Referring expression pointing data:
★ ★ ★ ★

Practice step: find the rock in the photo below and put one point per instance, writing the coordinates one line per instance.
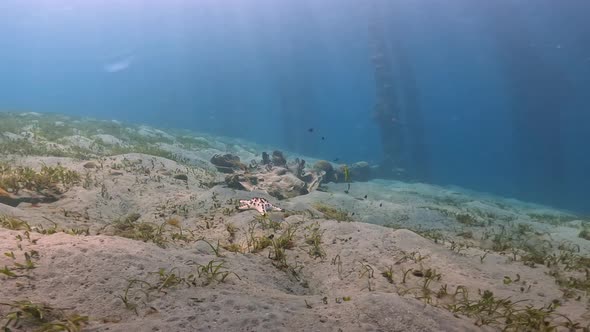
(227, 163)
(360, 171)
(265, 158)
(182, 177)
(278, 159)
(90, 164)
(25, 197)
(297, 167)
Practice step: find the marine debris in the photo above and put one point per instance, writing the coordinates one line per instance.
(259, 204)
(273, 175)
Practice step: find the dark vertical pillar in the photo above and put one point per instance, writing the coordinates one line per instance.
(386, 106)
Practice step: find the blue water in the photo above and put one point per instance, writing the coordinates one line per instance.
(499, 90)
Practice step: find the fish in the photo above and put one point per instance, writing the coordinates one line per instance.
(262, 205)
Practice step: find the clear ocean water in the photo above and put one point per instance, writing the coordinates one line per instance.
(488, 95)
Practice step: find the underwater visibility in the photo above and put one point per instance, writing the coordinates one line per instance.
(283, 165)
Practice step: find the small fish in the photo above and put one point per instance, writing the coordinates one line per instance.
(346, 175)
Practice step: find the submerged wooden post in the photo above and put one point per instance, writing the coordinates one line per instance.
(386, 112)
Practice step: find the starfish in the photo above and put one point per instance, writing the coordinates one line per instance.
(259, 204)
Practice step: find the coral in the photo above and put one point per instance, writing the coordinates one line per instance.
(360, 171)
(227, 163)
(278, 159)
(326, 166)
(265, 158)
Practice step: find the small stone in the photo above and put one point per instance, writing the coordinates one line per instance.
(90, 164)
(182, 177)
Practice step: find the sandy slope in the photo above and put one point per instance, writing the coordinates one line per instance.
(88, 274)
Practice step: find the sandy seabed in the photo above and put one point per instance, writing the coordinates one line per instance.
(135, 247)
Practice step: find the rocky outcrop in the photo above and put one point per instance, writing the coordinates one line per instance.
(227, 163)
(276, 176)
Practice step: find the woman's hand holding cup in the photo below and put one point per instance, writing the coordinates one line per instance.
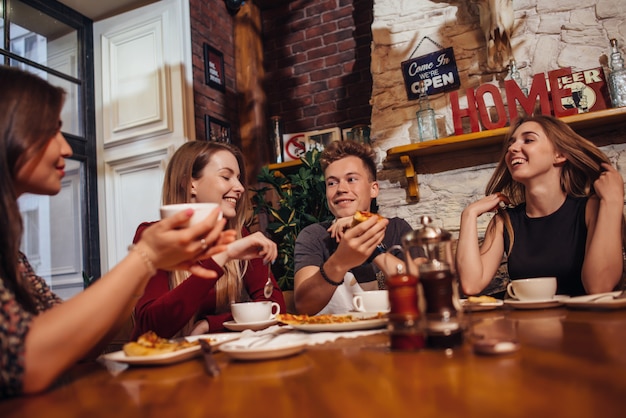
(172, 246)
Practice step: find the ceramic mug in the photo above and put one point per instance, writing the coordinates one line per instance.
(247, 312)
(200, 211)
(539, 288)
(371, 301)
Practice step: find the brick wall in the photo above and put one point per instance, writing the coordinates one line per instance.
(317, 62)
(211, 23)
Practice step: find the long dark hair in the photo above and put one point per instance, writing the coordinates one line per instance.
(29, 118)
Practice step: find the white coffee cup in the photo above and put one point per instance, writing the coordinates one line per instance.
(247, 312)
(371, 301)
(200, 211)
(538, 288)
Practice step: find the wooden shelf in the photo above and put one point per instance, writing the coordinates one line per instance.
(287, 166)
(409, 154)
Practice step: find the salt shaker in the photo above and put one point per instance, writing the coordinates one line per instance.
(405, 325)
(443, 321)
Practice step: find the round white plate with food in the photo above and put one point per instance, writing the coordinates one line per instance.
(557, 301)
(480, 303)
(155, 359)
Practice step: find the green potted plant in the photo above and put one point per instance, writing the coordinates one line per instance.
(291, 203)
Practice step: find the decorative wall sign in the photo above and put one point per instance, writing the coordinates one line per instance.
(438, 71)
(559, 93)
(214, 68)
(216, 130)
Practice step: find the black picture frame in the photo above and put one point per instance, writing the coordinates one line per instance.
(214, 68)
(216, 130)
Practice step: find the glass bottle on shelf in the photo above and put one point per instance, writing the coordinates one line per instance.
(617, 76)
(276, 139)
(515, 76)
(426, 122)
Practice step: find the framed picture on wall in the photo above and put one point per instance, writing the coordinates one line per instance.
(216, 130)
(214, 68)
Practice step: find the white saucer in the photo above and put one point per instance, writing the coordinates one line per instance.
(265, 352)
(558, 300)
(254, 326)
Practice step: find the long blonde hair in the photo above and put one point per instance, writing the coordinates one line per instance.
(187, 164)
(582, 168)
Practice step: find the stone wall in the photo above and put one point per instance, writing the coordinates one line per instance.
(212, 24)
(317, 61)
(548, 34)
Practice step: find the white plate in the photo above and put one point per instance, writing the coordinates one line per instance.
(558, 300)
(603, 301)
(263, 353)
(254, 326)
(155, 360)
(345, 326)
(216, 339)
(480, 306)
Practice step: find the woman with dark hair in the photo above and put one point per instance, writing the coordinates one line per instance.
(178, 304)
(565, 218)
(41, 336)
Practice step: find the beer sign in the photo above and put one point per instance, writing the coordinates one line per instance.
(437, 70)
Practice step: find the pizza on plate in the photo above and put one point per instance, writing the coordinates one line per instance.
(150, 344)
(481, 299)
(294, 319)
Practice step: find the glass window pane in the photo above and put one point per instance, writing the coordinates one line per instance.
(53, 231)
(1, 26)
(71, 114)
(42, 39)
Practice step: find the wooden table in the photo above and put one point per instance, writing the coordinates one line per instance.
(571, 364)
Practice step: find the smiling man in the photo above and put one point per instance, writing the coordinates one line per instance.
(334, 260)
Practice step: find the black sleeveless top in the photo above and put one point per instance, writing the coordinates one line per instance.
(552, 245)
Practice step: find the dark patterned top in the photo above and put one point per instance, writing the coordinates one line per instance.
(14, 325)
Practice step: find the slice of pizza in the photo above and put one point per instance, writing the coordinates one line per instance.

★ ★ ★ ★

Copy every record exactly as written, leaving out the pictures.

Practice step: find the rock in the photo below and put one point per instance, writing the coordinates one line per instance.
(227, 163)
(360, 171)
(265, 158)
(182, 177)
(278, 159)
(90, 164)
(25, 197)
(297, 167)
Practice step: find the marine debris in the photo above and put one point per instance, writing the coordinates one line per instance.
(259, 204)
(273, 175)
Practice step: find the dark vertical pillar in the photo above and put one point per instance, writing the coordinates one line per instance.
(386, 106)
Practice step: find the blue water in the photo above and put one point per instance, writing the coordinates one line per instance.
(499, 90)
Practice step: find the fish in the photo above and put one point per instance, writing the coordinates one line per instance.
(262, 205)
Practice step: find the clear ocean water in the photo above and put one point per instance, writing the coordinates one line per instance.
(488, 95)
Practice step: find the underwater visibility in the photo above and put one point per instance, writing the coordinates one line per instance.
(283, 165)
Practice step: find the small fish in the photo above and put one point per instance, writing the coordinates one line per instance.
(346, 175)
Practice step: find the submerged wooden post in the photo above and put one point per instance, writing the coordinates one line per instance.
(386, 112)
Practice step: find the starfish in the photo above and put one point per instance, writing the coordinates one line per instance.
(259, 204)
Practice step: find the coral in the photo above and put one point per instance, writing the coordinates one line per instance.
(360, 171)
(227, 163)
(278, 159)
(326, 166)
(265, 158)
Practice step: find the small stone in the photo above and put one point per instance, writing the coordinates one line per instance.
(90, 164)
(182, 177)
Practice step: find the sandy slope in the photo above and put one point per instance, writing the coordinates one line per instance.
(88, 274)
Practice step: find the sandy seabed in the photo above and put one point per instance, writing the coordinates one line per instance.
(135, 247)
Practice step: find the rocky outcrop in the photo above and put one point per instance, writing the coordinates one line per instance.
(227, 163)
(276, 176)
Practice step: find the woman's hand holding cup in the photo below and put one point per instance, writing the coordinates one line per instance.
(172, 246)
Practice step: find the ceramic mug in the photo above and put one point per instance, writing the coordinates one line per instance.
(247, 312)
(200, 211)
(539, 288)
(371, 301)
Practice step: find the brick wall in the photo above and put one point per instance, writing the coordinates one line per instance.
(317, 62)
(211, 23)
Practice step: find the long dark hair in the photo above and put one point per instance, writing the coordinates one line per instance.
(29, 118)
Practice step: find the white coffee cup in the photo above and put one point per instance, writing the coordinates one line per instance.
(247, 312)
(371, 301)
(200, 211)
(538, 288)
Practice step: find the wooden shelf in the photo above and put one point per instance, writing the coordinates one line per instance.
(287, 166)
(409, 154)
Practice step: find the salt shaker in the photo above and put one point per instance, writing the coordinates one line per instance.
(405, 325)
(443, 321)
Practice step: find the round white plate with food in the photo above and put one point per instance, writing the coordinates one line per instance.
(557, 301)
(480, 303)
(155, 359)
Practice step: find the green potted plant in the photo above and put one point per instance, writing the coordinates one line per instance.
(291, 203)
Practice step: find the decorative wall sign in the photo above and put one point per instance, writing the coordinates one line per instance.
(438, 71)
(559, 93)
(214, 68)
(216, 130)
Practice step: find the black picture frame in the photo above and put one point per instance, writing the coordinates one line per instance.
(214, 68)
(216, 130)
Practice step: find the glass bottle on shelf in the photo above and put one point per instance, writing the coordinates one line per instance.
(617, 76)
(276, 139)
(515, 76)
(426, 122)
Practice step: find the framed picture on wall in the photo above and put one point per instance, writing the coordinates one line per instance.
(216, 130)
(214, 68)
Practice step: find the white saucer in the photo above and put one point per instance, writing the coordinates one line per instance.
(265, 352)
(558, 300)
(254, 326)
Practice step: find the long blonde hair in the photo above and put one point per instance, writing the coordinates one line per instance.
(187, 164)
(582, 168)
Practice step: find the stone wall in the photo above and put one point per instance, writing the coordinates one line per instance.
(212, 24)
(317, 61)
(548, 34)
Practice step: find the white plate in the photo above and put one point per instance, writing the coordinates one line per instance.
(558, 300)
(603, 301)
(263, 353)
(254, 326)
(155, 360)
(345, 326)
(216, 339)
(480, 306)
Practice step: find the woman with dark hair in the photo above and put one point per instance, writing the coordinates one line per instance.
(178, 304)
(565, 218)
(41, 336)
Practice step: find the beer sign in the photo above and put one point per instance, writing the coordinates one line per instance.
(437, 70)
Practice step: find the pizza on plate in the photo above and put one point per instance, writing the coordinates one line per instance.
(150, 344)
(481, 299)
(294, 319)
Practice step: find the glass window pane in the photo above and put one point per instance, writing the coordinates one line per instance.
(53, 231)
(1, 26)
(71, 114)
(42, 39)
Practice step: find the wooden table in the photo above and put one point per instance, writing the coordinates one line per instance.
(571, 364)
Practice step: find the smiling man in the photo above and put one point per instance, writing the coordinates one line per instance.
(334, 260)
Practice step: find the black sleeveless top in the photo above and put one point per instance, writing the coordinates one line per instance.
(552, 245)
Practice step: find the dark patterned top in the photo above and put one point per instance, writing the coordinates one line per instance.
(14, 325)
Practice step: find the slice of pizza in the photo above and put one point per instance, writing the coordinates one line per instance.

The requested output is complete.